• _EXERCISE_
Write out the records that follow with every word intact.

- Opening Delimiter -

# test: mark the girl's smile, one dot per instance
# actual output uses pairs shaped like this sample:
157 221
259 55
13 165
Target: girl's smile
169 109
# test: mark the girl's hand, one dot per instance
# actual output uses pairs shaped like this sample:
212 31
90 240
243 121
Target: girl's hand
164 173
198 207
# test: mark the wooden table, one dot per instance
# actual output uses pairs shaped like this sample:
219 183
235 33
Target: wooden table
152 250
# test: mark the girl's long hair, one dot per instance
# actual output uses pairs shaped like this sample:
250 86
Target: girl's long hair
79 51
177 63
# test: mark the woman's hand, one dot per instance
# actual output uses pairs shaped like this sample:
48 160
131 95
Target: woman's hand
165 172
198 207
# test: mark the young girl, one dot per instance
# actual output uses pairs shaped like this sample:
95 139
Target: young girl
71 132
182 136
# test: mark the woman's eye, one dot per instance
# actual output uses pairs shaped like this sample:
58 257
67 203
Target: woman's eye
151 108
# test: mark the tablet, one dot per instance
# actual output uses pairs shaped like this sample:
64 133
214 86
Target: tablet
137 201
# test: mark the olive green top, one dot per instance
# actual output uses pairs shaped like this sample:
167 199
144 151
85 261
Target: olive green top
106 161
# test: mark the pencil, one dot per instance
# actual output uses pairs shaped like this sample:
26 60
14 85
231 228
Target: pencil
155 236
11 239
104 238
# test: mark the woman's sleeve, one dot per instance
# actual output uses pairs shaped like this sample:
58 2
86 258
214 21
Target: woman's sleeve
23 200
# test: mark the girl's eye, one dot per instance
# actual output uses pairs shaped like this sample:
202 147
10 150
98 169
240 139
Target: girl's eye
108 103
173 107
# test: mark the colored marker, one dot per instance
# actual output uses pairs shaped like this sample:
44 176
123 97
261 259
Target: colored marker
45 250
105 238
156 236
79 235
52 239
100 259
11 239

- Closing Delimiter -

• _EXERCISE RESPONSE_
# test: mark the girl's smile, one dot per instance
# actual output uses pairs shaped like this sample:
157 221
259 55
13 165
Target: girl's smile
169 109
# test: mark the girl's hand, one dot per instance
# actual output uses pairs shaped like this sample:
212 31
90 240
243 121
Target: girl's hand
164 173
198 207
# test: mark the wooden table, one dot per instance
# actual output uses pairs shaped like this sample:
219 183
235 33
Target: wooden table
152 250
# test: mark the girl's long hair, one dot per instance
# actual output uses pairs shaped like this sample:
250 86
Target: girl's long hair
79 51
177 63
# test: mark the woman's hand, one dot per instance
# actual output uses pairs shaped like this sample:
48 160
131 95
Target: woman's hand
165 172
198 207
# test: mark the young girl, one dot per instance
# actual output uses pairs shaped like this sample:
95 139
Target: young girl
71 132
182 136
# test: mark the woman's eye, one dot per instance
# actual output uses pairs shaped like this sample:
58 257
67 203
Target: woman's eye
151 108
# test: mark the tablet, one dot per instance
# actual output uses pairs shaped like this sample:
64 133
214 86
Target: tablet
137 201
# test: mark the olive green top, one dot per instance
# actual output uses pairs shaped like this sample:
167 199
144 151
85 261
Target: olive green top
106 161
# test: mark the pencil, one dot per instance
# actual output uses pairs shaped like this sample:
26 60
14 85
231 228
Target: pencil
155 236
11 239
104 238
# test: mark the woman's sleeve, one dot per instance
# actual output uses pairs shaped like this sample:
58 2
86 258
214 21
Target: woman's sleeve
23 200
# test: mark the girl's eye, one dot per instance
# actual output uses pairs shaped like this sample:
202 147
10 150
98 169
240 139
Target: girl's eye
108 103
173 107
# test: mark the colored marker, one dot per instance
# actual output uses pairs shaped like this sample:
44 176
123 97
261 259
Target: colored marker
45 250
105 238
156 236
79 235
52 239
100 259
11 239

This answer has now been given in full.